▶ **DESCRIPTION OF THE TASK**
Starting at the line that contains "of the silvery" and ending at the line that contains "(1324, 114)", write those lines out again with "pinnate leaf" switched to "compound leaf" and everything else left unchanged.

Records of labeled points
········

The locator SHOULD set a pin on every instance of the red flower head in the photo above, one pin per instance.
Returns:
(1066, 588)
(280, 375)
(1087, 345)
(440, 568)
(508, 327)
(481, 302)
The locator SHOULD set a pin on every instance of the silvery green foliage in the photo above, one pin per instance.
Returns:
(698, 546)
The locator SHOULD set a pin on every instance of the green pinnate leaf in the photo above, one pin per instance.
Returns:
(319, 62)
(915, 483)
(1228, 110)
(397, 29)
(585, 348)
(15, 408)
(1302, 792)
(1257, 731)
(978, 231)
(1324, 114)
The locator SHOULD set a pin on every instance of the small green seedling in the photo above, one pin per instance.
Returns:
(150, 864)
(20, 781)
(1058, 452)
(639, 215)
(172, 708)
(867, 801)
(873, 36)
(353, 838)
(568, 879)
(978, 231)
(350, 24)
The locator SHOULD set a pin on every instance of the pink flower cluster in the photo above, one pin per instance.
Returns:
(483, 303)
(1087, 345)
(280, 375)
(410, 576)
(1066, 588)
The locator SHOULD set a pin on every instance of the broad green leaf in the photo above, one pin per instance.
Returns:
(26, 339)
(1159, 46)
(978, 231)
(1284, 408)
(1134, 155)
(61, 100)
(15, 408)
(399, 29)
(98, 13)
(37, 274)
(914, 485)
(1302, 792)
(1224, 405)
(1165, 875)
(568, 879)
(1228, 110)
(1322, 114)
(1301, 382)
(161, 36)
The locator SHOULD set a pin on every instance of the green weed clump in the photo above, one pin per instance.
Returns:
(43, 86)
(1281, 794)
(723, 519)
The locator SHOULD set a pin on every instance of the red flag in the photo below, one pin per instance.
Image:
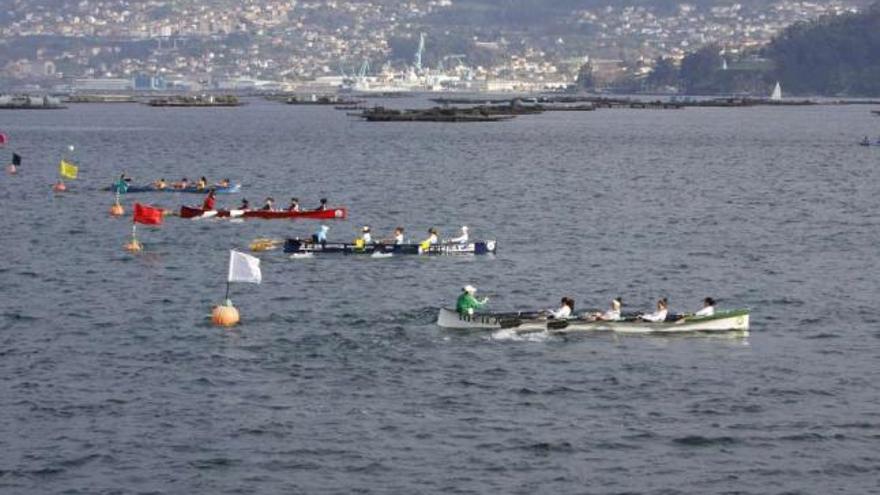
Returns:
(147, 215)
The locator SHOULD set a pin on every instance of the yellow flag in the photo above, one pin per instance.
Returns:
(68, 169)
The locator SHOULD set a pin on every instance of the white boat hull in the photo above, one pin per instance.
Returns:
(732, 321)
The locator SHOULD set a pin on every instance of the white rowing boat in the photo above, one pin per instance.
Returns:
(722, 321)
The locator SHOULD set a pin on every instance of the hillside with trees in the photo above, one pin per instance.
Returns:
(831, 56)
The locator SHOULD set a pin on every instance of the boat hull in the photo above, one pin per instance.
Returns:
(329, 214)
(235, 188)
(728, 321)
(299, 246)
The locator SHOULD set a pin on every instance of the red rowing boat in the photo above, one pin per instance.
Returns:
(328, 214)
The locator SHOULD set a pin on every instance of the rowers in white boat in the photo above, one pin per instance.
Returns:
(364, 244)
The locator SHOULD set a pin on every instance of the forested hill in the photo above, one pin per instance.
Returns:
(837, 55)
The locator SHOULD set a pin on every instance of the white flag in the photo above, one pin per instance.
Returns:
(244, 268)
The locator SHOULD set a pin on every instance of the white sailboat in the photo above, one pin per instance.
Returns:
(777, 92)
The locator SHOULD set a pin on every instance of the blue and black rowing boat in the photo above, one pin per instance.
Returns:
(309, 247)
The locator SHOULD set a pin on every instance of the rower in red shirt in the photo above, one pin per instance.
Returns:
(208, 205)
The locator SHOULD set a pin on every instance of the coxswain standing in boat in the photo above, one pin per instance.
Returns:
(208, 205)
(566, 309)
(320, 237)
(612, 314)
(467, 303)
(462, 238)
(658, 316)
(366, 237)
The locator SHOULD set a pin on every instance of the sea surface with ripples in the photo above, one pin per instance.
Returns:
(337, 380)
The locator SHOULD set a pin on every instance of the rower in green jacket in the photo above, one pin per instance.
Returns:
(467, 303)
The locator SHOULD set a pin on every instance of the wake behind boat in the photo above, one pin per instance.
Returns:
(328, 214)
(722, 321)
(301, 246)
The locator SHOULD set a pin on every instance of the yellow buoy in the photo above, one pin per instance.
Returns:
(134, 246)
(224, 315)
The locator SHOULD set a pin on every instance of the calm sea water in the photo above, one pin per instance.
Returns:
(338, 381)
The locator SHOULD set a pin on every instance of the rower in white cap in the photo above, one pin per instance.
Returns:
(462, 238)
(467, 303)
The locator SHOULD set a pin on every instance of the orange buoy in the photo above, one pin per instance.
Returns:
(134, 246)
(224, 315)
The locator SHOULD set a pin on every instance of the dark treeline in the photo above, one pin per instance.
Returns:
(832, 56)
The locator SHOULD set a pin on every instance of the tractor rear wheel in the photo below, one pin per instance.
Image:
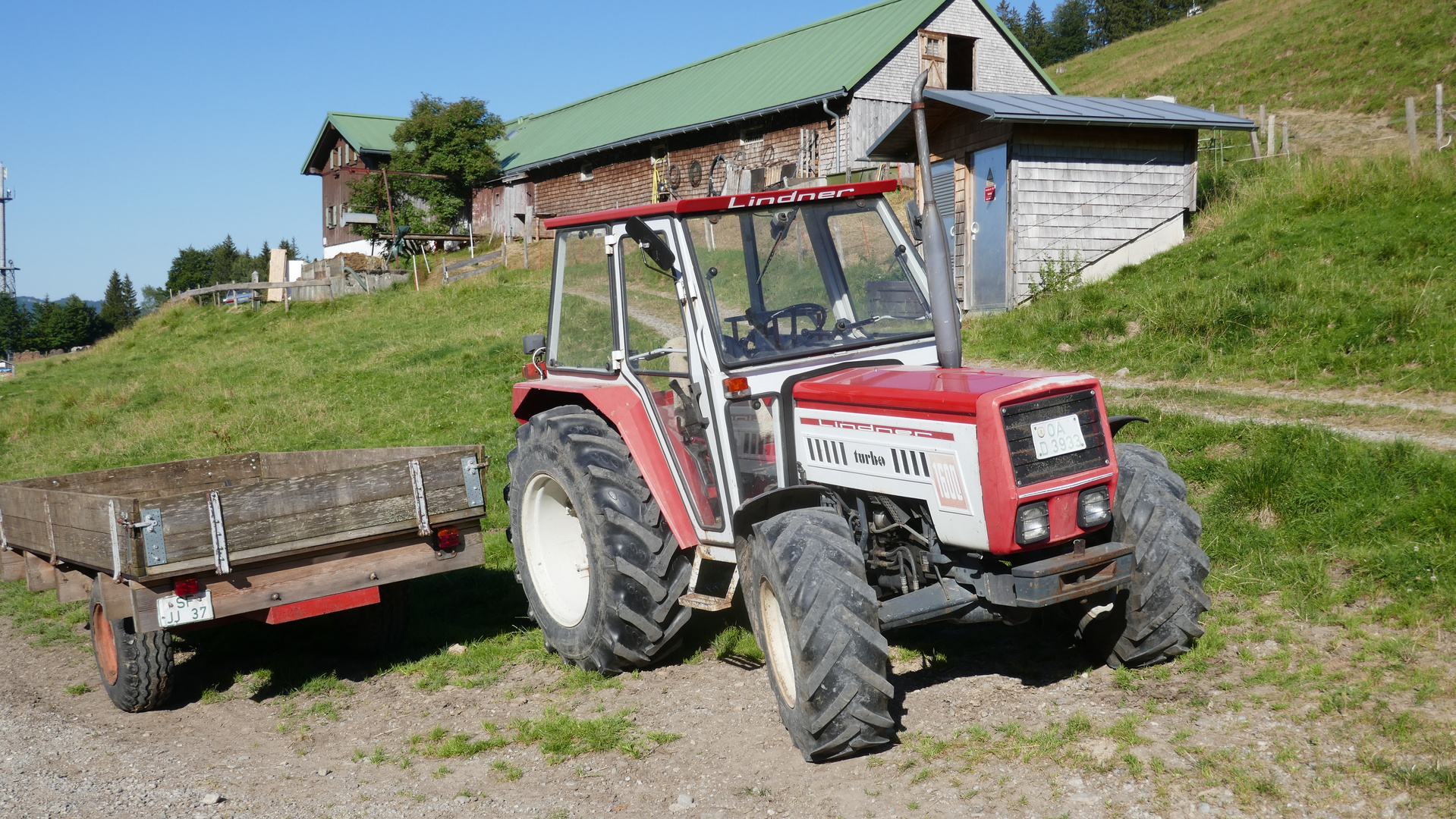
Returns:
(136, 670)
(1158, 617)
(817, 622)
(600, 570)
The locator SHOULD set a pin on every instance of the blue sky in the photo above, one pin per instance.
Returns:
(134, 130)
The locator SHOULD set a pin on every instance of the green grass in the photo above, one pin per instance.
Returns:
(1325, 274)
(1318, 516)
(1316, 54)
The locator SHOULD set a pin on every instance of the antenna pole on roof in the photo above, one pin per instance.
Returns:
(945, 315)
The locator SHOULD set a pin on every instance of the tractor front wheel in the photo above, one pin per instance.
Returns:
(817, 622)
(1156, 619)
(600, 570)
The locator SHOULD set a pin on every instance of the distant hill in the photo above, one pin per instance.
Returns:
(1354, 55)
(30, 302)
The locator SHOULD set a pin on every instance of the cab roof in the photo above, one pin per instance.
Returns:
(734, 201)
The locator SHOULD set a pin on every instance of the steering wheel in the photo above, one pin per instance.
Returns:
(807, 309)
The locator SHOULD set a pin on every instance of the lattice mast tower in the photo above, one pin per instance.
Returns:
(8, 268)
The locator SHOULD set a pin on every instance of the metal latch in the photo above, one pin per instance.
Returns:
(152, 543)
(421, 510)
(470, 470)
(215, 516)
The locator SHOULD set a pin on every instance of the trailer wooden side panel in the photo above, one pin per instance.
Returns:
(269, 502)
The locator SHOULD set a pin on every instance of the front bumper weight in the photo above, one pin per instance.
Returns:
(1074, 575)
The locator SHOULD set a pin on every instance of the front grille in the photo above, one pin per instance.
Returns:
(1018, 419)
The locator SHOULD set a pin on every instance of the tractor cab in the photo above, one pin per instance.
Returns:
(705, 309)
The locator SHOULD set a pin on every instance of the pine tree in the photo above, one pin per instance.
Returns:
(14, 320)
(1071, 30)
(1037, 38)
(128, 300)
(1012, 20)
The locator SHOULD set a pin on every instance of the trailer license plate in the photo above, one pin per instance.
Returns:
(179, 611)
(1058, 437)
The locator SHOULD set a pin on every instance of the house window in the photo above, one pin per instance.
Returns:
(932, 58)
(960, 63)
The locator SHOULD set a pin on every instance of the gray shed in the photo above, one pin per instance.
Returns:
(1036, 182)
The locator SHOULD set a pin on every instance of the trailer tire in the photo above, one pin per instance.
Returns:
(136, 670)
(600, 570)
(1156, 619)
(817, 623)
(379, 627)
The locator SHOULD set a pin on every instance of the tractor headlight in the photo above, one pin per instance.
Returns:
(1033, 522)
(1094, 508)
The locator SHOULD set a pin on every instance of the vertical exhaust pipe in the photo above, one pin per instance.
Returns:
(945, 315)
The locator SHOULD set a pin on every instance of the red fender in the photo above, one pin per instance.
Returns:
(624, 410)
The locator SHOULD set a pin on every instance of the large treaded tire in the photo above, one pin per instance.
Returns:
(143, 671)
(835, 698)
(637, 570)
(1158, 617)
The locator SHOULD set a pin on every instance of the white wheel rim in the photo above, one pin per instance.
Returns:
(776, 639)
(555, 551)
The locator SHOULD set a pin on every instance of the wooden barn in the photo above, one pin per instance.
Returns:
(791, 108)
(347, 147)
(1030, 185)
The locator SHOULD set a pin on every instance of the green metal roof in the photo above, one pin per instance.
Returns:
(817, 61)
(363, 131)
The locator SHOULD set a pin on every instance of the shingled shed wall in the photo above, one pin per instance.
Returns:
(1083, 193)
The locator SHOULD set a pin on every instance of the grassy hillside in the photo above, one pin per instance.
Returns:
(1322, 518)
(1363, 55)
(1325, 274)
(399, 369)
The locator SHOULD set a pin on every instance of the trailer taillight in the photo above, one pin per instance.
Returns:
(736, 388)
(448, 538)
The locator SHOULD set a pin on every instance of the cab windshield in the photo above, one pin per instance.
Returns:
(803, 278)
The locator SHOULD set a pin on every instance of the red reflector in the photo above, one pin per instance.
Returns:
(736, 388)
(448, 540)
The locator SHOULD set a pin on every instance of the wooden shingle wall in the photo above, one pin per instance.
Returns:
(1082, 193)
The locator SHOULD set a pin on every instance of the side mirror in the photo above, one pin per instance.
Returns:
(914, 215)
(653, 243)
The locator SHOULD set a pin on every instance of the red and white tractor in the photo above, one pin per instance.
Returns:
(765, 391)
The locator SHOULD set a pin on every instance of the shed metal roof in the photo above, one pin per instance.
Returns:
(798, 67)
(898, 143)
(364, 133)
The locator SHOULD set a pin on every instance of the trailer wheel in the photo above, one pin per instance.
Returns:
(817, 622)
(379, 627)
(136, 670)
(1158, 617)
(600, 572)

········

▶ **RESPONSE TO THE EXERCISE**
The locator SHOULD set a pin on every instance of the silvery green foliage in the photo above, one pin per instance.
Returns:
(698, 546)
The locator SHOULD set a pin on every instance of the green compound leaf in the photo above, one pin per instance.
Returns:
(319, 62)
(915, 483)
(1228, 110)
(397, 29)
(585, 348)
(15, 408)
(1302, 792)
(1257, 731)
(978, 231)
(1324, 114)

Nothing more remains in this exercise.